▸ **About this exercise**
Pick up the passage on organic farming and obesity in the United States after its final sentence and continue it.

** Opening Text under study block **

This is why Sterling Heritage Solutions hopes to push and promote local organic farming and sustainable agriculture. We believe that organic farming is one of the most important factors in promoting healthy lifestyles and achieving overall better health for humans, animals, and our environment. By helping local organic farms grow we will help in reducing the need for factory farming little by little. It is our goal to promote local organic farming by educating the public of its benefits and encouraging support of local farms.

What Impacts Organic Food Trends?

Sterling Heritage Solutions aims to discover local organic food trends and factors that may be serving as the underlying influences of healthy lifestyles, and how these factors can be replicated across the country to reduce the prevalence of obesity in the United States, and to increase awareness of the health benefits in organic farming.

Just by looking at people walking down the street, on the subway, and most commonly in restaurants, the problem is obvious. People are overeating and literally poisoning themselves with too much sugar and fat. Recent health coverage currently under debate is focused primarily obesity, which is probably a good idea given that most of our illnesses stem from unhealthy lifestyles and poor food choices. But how about we couple that with stopping the millions of ad campaigns to purchase and eat at restaurants that serve junk food. Have you ever gone out to dinner and not weighed 5 pounds more the next morning?

The United States has been identified as one of the most overweight countries in the world for years, and it is no secret that our unhealthy reputation stems from the lack of nutritional value in easily accessible and most affordable food options. According to the Center for Disease Control and Prevention, more than one-third of U.S. adults are obese. For decades, the United States has experienced a growing number of adult and childhood obesity, thus also suffering a drastic increase in obesity-related conditions include heart disease, stroke, type 2 diabetes, and certain types of cancer, some of which are the leading causes of preventable death (cdc.gov). Whether fast food chains, sedentary lifestyles, or industrialized farming is to blame, there is no denying that the United States is in desperate need of a change.

** Closing Text under study block **
** Opening Available data block **

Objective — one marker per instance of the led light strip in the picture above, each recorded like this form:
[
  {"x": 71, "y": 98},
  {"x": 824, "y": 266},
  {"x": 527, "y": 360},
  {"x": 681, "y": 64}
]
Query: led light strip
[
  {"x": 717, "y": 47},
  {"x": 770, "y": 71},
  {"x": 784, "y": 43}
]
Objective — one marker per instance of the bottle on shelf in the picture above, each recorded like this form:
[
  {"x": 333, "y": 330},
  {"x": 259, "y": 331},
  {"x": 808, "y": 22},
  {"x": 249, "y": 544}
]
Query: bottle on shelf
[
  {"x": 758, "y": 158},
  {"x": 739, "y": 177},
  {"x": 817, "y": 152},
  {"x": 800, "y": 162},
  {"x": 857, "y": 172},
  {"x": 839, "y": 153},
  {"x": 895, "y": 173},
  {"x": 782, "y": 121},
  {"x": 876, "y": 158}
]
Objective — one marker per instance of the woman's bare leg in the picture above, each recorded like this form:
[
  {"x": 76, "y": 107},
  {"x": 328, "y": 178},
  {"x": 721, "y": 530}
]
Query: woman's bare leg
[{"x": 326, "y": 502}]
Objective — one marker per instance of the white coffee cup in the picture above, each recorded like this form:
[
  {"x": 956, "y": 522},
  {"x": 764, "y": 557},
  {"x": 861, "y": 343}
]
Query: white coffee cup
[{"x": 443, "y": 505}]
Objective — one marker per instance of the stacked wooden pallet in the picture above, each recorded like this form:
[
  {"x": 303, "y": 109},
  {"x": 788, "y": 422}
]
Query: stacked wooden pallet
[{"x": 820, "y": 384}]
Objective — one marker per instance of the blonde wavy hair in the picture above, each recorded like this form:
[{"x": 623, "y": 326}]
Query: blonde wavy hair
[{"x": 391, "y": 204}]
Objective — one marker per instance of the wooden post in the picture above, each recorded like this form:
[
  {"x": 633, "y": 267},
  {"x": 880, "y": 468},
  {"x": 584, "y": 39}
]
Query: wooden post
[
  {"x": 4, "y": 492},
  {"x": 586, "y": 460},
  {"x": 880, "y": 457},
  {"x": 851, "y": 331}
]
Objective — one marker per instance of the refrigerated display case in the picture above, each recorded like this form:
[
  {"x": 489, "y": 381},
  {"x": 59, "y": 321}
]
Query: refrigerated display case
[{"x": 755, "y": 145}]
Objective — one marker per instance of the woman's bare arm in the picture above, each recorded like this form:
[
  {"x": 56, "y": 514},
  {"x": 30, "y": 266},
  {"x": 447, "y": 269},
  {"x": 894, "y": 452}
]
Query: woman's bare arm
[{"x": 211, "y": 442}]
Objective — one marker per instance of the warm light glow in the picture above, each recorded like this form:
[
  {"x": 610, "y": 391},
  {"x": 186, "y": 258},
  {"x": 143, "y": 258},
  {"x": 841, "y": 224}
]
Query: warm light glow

** Closing Available data block **

▸ **Output for this exercise**
A growing number of areas like Brooklyn, NY, and other well-known cities in the United States are already taking action towards improving the health and well-being of their residents by promoting organic foods and local farming. Now, the question is: what makes some cities more likely to engage in organic farming and healthy living than others? Sure, we can all agree that socioeconomic status is a clear indicator that some might argue is the only reason for richer (and “hipper”) areas to be more likely to promote nutrition and healthy lifestyles, but can we really only link it to economic constraints? What else is behind this divide?

A recent White House press conference featuring Dr. Christopher Murray, director of the Institute for Health Metrics and Evaluation at the University of Washington, released a study showing that while obesity is still on the rise, a growing number of Americans are becoming physically active. Dr. Murray’s findings suggest that there has been a significant increase in the percentage of people becoming physically active and claims, “If communities in the U.S. can replicate this success and tackle the ongoing obesity impact, it will see more substantial health gains” (medicaldaliy.com). Murray’s study reflects our desire to understand the motivating factors that make some areas more health conscious than others, and how those factors can be replicated in areas that have lagged behind in health and nutrition.